PAGE |
** start **
New problems for current cosmology

As the observable Universe expands, more problems arise for the current
cosmology.

Researches at Caltech have discovered the oldest galaxy yet to be found
at z = 8.68!

quote from http://www.sciencedaily.com/releases/2015/09/150904144505.htm
"The surprising aspect about the present discovery is that we have
detected this Lyman-alpha line in an apparently faint galaxy at a
redshift of 8.68, corresponding to a time when the universe should be
full of absorbing hydrogen clouds," Ellis says. Prior to their
discovery, the farthest detected galaxy had a redshift of 7.73.
end quote

The scientific article is at
arXiv:1507.02679v3 [astro-ph.GA] 13 Aug 2015

Of course there is even more in the works: The article
arXiv:1502.05681v2 [astro-ph.GA] 22 Feb 2015 reads:

quote
We report on our first set of spectroscopic Hubble Space Telescope
observations of the z = 11 candidate galaxy strongly lensed by the
MACSJ0647.7+7015 galaxy cluster. The three lensed images are faint and
we show that these early slitless grism observations are of sufficient
depth to investigate whether this high-redshift candidate, identified by
its strong photometric break at 1.5mm, could possibly be an emission
line galaxy at a much lower redshift. While such an interloper would
imply the existence of a rather peculiar object, we show here that such
strong emission lines would clearly have been detected. Comparing
realistic, two-dimensional simulations to these new observations we
would expect the necessary emission lines to be detected at 5 sigma
while we see no evidence for such lines in the dispersed data of any of
the three lensed images. We therefore exclude that this object could be
a low redshift emission line interloper, which significantly increases
the likelihood of this candidate being a bona fide z = 11 galaxy.
end quote

We are then approaching z=11! There is NO sign of the announced "dark
ages" where the "primitive" universe should have contained neutral
hydrogen that should block the Ly-alpha emission.

Note that we are at only 420 MY (z=11) after the supposed bang and we
still see fully formed galaxies floating around. And at least with
z=8.68 we can still see the Ly-alpha emission.

Fully formed galaxies after only 420 MY after the big bang is very
difficult to imagine. The time needed to form a SINGLE star is 50 MY.

Yes, it could be that all the stars of that galaxy at z=11 were formed
almost simultaneously, anything can be explained away. But is it
feasible that star forming regions of such a size that they build a
whole galaxy in a few hundred million years exist?
** end **
EXERCISE TASKS |
• a. Answer these from the cosmology post, one line each:
(i) What was the redshift of the farthest detected galaxy before the Caltech discovery?
(ii) Which galaxy cluster strongly lenses the z = 11 candidate?
(iii) How much time does the post say is needed to form a single star?
• b. Find every line of the records that contains the word "roof", matching case exactly, and copy each such line.
The records that follow have no connection to the cosmology post.

RECORDS FOR THE EXERCISE |
** start **
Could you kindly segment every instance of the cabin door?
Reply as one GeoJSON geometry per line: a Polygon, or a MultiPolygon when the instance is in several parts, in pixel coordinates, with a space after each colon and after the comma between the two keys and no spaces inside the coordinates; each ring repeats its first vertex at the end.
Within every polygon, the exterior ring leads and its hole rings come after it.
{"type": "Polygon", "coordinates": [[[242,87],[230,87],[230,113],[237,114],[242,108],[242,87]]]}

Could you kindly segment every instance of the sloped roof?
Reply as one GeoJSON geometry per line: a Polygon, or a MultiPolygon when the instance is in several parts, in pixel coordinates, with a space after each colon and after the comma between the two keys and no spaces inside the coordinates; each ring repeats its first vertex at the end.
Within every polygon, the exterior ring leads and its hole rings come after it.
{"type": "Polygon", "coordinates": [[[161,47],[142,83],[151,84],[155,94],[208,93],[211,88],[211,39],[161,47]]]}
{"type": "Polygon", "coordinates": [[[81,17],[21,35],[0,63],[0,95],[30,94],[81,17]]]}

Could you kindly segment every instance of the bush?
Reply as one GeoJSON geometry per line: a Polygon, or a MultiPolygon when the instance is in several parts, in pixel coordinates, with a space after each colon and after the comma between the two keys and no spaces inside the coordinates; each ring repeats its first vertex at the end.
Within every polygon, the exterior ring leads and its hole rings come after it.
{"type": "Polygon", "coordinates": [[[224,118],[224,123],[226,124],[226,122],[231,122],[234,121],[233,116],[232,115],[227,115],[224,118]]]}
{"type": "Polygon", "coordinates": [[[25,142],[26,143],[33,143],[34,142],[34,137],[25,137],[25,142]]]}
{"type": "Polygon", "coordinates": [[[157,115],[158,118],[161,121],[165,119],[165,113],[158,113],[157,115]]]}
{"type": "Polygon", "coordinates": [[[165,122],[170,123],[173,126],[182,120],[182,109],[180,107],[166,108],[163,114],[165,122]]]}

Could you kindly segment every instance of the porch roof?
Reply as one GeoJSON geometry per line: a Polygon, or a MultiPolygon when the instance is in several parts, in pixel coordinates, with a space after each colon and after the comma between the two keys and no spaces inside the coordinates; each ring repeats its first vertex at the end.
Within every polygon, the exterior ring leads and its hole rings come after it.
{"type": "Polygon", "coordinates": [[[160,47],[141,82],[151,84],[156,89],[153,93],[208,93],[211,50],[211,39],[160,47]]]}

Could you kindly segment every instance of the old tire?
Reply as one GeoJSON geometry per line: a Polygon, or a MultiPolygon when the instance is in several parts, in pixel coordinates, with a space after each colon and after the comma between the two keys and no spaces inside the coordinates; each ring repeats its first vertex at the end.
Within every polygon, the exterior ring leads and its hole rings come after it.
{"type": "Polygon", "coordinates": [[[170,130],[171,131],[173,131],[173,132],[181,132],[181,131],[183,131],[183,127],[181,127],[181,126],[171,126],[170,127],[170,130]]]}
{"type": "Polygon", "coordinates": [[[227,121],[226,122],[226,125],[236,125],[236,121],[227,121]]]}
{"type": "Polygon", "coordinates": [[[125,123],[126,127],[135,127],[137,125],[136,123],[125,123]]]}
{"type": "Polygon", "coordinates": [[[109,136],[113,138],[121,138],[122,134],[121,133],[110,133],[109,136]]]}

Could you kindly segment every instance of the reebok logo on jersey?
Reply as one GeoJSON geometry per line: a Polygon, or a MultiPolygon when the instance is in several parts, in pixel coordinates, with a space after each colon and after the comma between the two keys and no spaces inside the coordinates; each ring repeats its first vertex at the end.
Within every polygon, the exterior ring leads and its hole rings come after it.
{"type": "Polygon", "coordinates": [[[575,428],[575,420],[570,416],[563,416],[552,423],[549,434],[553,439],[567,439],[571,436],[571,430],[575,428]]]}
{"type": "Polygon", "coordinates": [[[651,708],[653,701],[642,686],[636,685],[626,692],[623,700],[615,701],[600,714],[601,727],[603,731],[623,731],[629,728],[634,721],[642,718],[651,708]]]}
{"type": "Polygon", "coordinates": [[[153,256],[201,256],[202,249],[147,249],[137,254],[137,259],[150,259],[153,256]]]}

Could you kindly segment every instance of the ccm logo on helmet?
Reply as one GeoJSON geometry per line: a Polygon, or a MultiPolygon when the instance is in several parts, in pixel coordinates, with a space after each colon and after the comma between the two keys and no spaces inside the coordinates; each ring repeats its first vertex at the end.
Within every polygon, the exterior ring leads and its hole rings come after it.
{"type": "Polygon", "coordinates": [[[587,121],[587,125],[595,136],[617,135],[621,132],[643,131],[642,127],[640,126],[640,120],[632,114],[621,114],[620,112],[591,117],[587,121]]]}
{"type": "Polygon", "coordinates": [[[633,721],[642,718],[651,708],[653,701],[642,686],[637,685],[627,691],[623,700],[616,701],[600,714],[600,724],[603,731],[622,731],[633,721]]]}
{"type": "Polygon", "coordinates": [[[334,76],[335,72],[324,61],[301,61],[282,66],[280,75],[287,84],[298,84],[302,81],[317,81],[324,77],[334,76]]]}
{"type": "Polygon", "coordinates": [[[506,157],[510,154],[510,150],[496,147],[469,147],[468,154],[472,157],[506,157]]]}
** end **
** start **
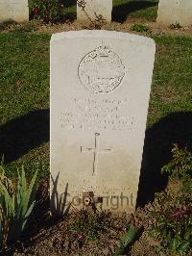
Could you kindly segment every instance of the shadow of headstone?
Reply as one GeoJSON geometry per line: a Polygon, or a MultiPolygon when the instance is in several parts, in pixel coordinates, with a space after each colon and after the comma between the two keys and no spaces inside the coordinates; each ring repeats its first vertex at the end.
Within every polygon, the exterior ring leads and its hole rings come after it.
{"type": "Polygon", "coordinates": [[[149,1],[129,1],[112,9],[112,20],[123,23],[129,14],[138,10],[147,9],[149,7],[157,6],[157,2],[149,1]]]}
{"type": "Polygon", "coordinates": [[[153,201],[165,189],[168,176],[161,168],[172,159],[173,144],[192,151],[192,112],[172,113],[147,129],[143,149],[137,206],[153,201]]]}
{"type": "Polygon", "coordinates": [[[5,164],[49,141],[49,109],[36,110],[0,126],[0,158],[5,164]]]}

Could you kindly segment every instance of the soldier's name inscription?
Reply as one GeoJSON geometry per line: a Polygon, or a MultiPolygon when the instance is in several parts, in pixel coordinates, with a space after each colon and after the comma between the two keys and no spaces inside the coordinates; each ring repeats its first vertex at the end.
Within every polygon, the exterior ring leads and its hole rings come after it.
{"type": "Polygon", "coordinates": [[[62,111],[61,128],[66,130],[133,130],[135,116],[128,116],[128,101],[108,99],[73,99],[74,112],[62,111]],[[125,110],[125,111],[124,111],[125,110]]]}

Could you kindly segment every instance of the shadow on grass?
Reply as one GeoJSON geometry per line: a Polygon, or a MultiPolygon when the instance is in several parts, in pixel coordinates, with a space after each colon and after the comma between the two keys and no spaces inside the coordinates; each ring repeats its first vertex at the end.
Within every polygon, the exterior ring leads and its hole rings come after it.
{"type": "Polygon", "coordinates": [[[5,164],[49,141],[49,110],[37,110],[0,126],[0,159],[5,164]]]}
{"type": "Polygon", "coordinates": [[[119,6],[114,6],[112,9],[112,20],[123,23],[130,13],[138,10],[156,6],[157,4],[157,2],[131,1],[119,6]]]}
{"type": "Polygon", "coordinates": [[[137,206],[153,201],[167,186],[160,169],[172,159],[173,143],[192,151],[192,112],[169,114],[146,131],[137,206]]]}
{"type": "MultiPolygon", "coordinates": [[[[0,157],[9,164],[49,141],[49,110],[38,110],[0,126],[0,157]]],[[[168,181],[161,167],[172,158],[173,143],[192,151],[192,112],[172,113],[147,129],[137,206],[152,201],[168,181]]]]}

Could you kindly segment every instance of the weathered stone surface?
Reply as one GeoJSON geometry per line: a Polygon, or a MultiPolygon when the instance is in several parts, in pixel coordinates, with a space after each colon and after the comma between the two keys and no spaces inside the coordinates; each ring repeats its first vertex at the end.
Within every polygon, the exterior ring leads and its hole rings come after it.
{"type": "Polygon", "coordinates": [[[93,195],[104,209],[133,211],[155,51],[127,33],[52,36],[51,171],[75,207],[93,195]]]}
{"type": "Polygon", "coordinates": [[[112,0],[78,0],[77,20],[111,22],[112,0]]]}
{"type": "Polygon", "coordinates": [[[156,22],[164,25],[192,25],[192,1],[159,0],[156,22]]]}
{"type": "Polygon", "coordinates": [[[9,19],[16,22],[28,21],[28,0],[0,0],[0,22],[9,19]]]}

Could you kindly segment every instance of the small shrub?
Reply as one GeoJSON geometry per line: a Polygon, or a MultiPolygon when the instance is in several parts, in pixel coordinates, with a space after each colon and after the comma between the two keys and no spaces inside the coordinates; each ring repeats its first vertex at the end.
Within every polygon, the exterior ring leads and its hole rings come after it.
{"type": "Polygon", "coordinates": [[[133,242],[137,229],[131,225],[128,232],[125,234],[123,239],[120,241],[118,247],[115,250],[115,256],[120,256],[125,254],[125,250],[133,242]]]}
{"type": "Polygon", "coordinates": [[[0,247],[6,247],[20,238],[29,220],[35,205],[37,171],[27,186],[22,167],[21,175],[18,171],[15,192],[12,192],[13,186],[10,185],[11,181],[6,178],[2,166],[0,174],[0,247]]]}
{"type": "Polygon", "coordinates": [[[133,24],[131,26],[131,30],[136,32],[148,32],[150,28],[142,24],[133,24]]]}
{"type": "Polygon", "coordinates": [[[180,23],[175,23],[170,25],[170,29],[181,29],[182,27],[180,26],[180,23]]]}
** end **
SOLUTIONS BELOW |
• a.
(i) 7.73
(ii) MACSJ0647.7+7015
(iii) 50 MY

• b.
Could you kindly segment every instance of the sloped roof?
Could you kindly segment every instance of the porch roof?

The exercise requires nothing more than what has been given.